● Rijen uit dataset:
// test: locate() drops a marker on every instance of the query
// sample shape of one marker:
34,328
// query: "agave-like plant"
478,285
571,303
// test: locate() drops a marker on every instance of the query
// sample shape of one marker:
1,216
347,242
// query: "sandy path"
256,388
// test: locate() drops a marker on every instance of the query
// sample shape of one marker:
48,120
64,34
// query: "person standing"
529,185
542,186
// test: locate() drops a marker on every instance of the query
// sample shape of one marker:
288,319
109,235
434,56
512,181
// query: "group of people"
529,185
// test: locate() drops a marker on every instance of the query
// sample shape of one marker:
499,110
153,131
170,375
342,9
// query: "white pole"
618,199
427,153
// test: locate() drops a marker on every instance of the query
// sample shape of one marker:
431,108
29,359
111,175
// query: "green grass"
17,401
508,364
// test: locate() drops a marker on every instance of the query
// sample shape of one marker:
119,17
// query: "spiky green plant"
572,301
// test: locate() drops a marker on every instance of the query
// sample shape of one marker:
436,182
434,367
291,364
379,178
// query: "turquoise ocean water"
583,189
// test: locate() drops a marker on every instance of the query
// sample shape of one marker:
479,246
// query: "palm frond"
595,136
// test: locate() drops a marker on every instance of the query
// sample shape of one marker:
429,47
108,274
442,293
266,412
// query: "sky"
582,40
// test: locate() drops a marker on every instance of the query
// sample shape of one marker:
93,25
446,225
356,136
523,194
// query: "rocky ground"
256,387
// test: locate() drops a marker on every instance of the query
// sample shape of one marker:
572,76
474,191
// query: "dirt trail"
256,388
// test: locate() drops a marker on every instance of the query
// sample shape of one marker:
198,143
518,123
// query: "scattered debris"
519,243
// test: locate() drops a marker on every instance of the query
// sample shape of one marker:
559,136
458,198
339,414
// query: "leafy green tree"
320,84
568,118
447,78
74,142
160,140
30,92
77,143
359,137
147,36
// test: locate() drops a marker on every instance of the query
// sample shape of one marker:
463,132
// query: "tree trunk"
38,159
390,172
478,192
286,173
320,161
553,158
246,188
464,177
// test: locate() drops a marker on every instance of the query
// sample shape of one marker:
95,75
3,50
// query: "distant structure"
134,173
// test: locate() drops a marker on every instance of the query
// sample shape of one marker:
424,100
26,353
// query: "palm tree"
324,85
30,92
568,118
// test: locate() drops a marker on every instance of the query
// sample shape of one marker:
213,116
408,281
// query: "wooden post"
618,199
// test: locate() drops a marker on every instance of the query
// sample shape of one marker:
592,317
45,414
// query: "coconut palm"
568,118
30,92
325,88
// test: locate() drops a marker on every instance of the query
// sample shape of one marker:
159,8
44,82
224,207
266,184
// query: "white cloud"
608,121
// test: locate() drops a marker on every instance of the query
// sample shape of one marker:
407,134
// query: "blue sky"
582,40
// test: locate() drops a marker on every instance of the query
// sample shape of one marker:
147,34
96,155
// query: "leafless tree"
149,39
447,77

● Verplichte opdracht: Vermeld elke regel uit de rijen hierboven waarin het woord "plant" voorkomt.

● Resultaat:
// query: "agave-like plant"
// query: "spiky green plant"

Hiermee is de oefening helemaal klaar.